Prompt ::
Among the entries below, find every line that has "coffee" and pull it out.

Supplied material ::

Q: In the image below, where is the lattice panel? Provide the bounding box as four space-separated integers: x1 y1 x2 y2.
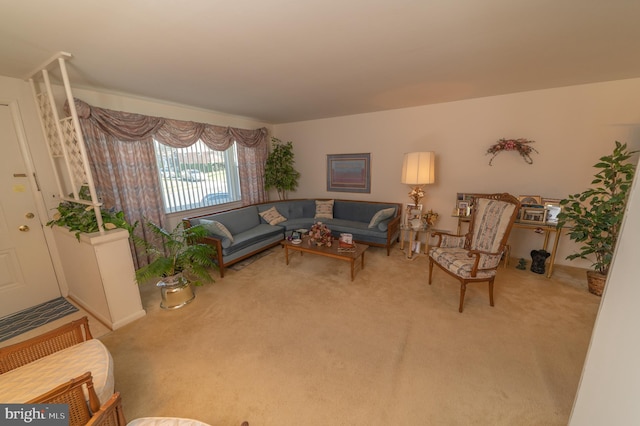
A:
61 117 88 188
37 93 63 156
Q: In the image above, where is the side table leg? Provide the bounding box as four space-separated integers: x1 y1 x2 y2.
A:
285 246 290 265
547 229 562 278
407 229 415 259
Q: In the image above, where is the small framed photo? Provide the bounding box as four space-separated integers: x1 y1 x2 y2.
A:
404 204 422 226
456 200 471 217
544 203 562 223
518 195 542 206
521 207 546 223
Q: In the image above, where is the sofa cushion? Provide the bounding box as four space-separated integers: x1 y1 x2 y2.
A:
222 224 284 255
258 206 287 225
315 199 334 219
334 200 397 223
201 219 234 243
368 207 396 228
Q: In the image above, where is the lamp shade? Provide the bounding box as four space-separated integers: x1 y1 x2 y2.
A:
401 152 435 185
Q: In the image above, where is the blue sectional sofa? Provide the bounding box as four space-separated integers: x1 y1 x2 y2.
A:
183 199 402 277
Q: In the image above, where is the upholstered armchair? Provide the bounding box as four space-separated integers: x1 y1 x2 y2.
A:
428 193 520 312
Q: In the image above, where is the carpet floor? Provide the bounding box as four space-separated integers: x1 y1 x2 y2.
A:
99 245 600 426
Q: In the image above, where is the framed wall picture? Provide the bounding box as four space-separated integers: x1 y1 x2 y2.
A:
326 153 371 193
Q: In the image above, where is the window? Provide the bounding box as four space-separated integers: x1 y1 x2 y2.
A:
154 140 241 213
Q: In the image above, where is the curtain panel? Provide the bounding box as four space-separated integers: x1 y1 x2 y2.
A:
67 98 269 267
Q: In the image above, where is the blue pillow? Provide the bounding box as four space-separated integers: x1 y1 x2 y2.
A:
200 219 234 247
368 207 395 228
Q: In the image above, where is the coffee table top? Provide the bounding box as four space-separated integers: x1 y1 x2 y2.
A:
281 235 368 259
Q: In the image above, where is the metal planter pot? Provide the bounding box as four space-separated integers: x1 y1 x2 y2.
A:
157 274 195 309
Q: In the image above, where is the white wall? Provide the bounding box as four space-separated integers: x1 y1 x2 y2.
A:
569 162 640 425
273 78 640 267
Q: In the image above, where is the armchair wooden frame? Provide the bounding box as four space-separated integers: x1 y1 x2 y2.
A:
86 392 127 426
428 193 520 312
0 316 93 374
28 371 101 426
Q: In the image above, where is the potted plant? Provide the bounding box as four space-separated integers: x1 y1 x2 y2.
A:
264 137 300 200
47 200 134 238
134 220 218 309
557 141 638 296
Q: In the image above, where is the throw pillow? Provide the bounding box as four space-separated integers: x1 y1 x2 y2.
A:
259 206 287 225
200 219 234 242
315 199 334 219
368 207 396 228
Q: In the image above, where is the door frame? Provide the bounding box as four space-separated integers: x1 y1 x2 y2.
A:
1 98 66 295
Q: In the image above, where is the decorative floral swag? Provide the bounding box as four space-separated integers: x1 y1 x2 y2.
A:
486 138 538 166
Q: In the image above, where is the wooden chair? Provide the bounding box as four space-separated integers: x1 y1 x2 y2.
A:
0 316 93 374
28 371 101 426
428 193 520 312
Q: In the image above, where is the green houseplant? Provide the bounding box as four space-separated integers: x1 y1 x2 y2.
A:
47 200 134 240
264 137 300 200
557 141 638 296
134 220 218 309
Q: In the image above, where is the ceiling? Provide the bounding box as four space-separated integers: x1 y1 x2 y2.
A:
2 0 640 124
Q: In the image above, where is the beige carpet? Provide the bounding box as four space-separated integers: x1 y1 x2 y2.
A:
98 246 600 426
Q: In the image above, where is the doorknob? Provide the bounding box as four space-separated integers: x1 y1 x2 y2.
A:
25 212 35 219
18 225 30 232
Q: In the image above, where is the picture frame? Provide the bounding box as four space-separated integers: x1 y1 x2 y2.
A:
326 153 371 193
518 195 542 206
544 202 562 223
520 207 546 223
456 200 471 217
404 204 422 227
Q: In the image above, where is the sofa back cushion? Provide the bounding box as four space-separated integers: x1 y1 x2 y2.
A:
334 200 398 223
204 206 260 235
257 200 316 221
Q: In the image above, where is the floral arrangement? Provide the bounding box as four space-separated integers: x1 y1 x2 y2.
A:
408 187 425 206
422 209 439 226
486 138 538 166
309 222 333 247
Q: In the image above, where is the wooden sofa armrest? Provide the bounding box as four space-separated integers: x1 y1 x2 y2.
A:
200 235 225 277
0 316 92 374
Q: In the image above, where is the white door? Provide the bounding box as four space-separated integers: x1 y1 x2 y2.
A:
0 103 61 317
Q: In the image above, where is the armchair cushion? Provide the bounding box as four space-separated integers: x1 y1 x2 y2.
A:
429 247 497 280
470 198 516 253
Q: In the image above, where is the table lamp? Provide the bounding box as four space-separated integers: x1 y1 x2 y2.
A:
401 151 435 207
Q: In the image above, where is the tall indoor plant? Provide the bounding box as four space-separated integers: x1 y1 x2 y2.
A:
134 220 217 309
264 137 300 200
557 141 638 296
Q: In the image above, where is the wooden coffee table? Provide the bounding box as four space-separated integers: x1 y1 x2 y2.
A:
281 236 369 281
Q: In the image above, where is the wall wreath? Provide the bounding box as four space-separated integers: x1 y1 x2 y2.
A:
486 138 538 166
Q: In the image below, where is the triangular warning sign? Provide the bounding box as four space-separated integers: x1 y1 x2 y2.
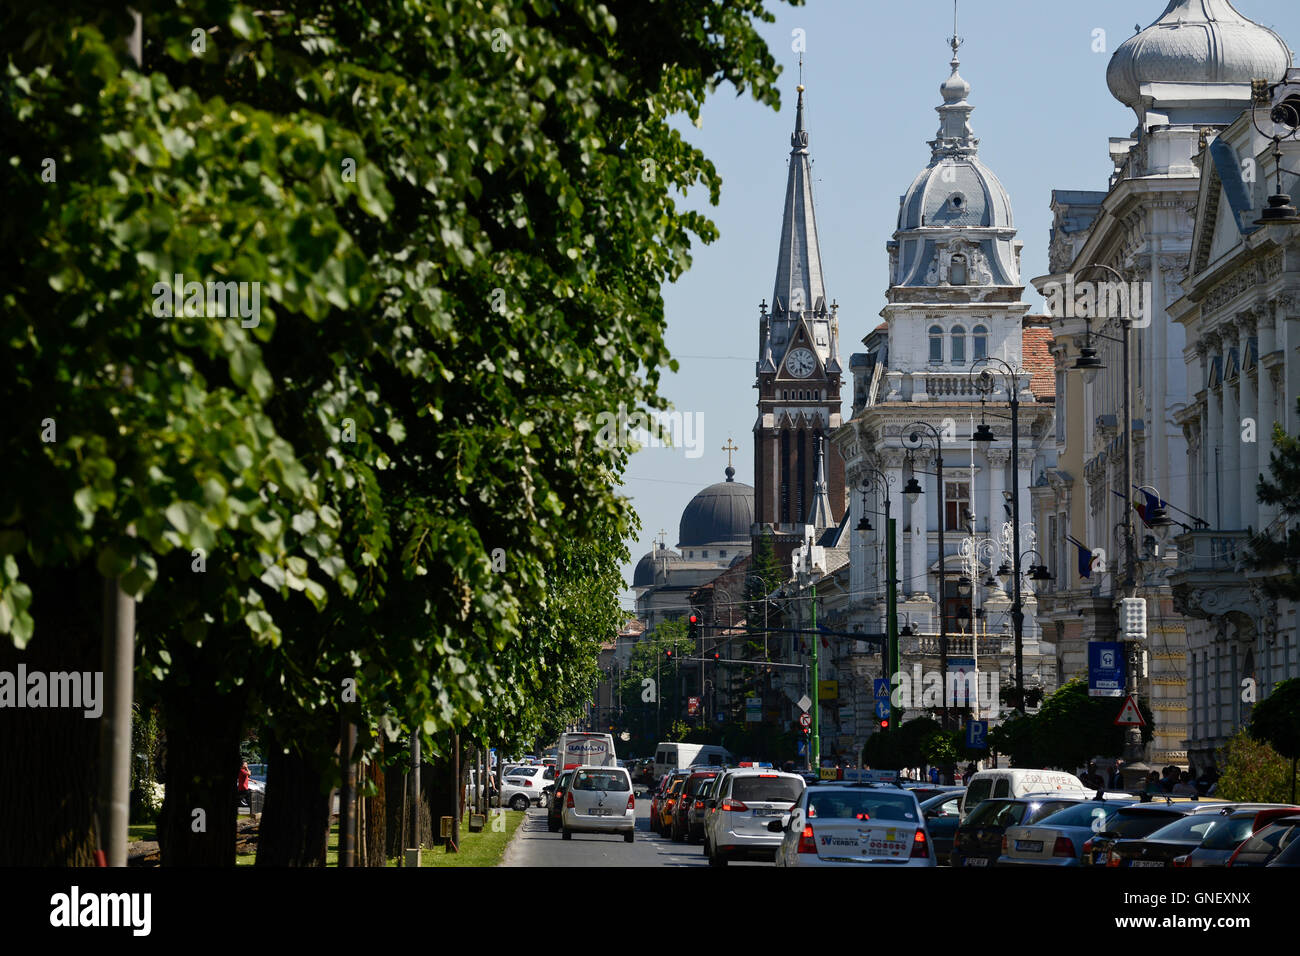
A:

==

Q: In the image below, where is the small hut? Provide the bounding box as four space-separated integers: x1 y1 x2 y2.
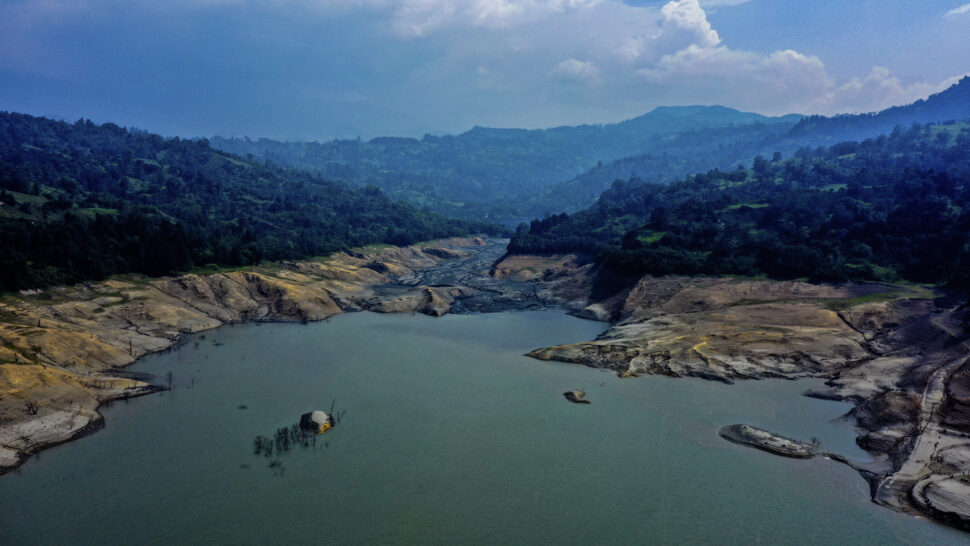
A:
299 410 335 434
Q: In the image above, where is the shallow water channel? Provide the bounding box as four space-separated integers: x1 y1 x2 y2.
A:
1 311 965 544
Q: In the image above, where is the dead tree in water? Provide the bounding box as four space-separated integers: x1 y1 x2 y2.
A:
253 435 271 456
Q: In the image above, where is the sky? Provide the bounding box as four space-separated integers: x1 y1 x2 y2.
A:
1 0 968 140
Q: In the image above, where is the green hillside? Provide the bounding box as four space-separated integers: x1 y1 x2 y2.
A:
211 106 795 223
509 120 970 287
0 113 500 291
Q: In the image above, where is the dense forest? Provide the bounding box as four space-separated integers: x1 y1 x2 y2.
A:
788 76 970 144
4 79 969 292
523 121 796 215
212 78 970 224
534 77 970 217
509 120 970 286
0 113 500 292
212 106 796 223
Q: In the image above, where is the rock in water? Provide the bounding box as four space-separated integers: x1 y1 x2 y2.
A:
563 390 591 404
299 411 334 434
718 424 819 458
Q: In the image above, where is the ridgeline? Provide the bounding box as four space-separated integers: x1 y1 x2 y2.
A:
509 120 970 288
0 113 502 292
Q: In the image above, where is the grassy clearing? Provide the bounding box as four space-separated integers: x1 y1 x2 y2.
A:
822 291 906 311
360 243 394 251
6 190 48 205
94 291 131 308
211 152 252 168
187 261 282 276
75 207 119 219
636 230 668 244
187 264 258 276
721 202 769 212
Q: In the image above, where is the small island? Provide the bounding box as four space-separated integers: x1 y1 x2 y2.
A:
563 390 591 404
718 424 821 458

Answer for this exercise ::
Q: In the image above, where is the coffee table top? Provide the bounding box as four space-separated integers: x1 y1 x2 y2.
Q: In the image above, where is the wooden coffee table? Provide the bounding box as four space-separated integers: x1 y1 x2 y2.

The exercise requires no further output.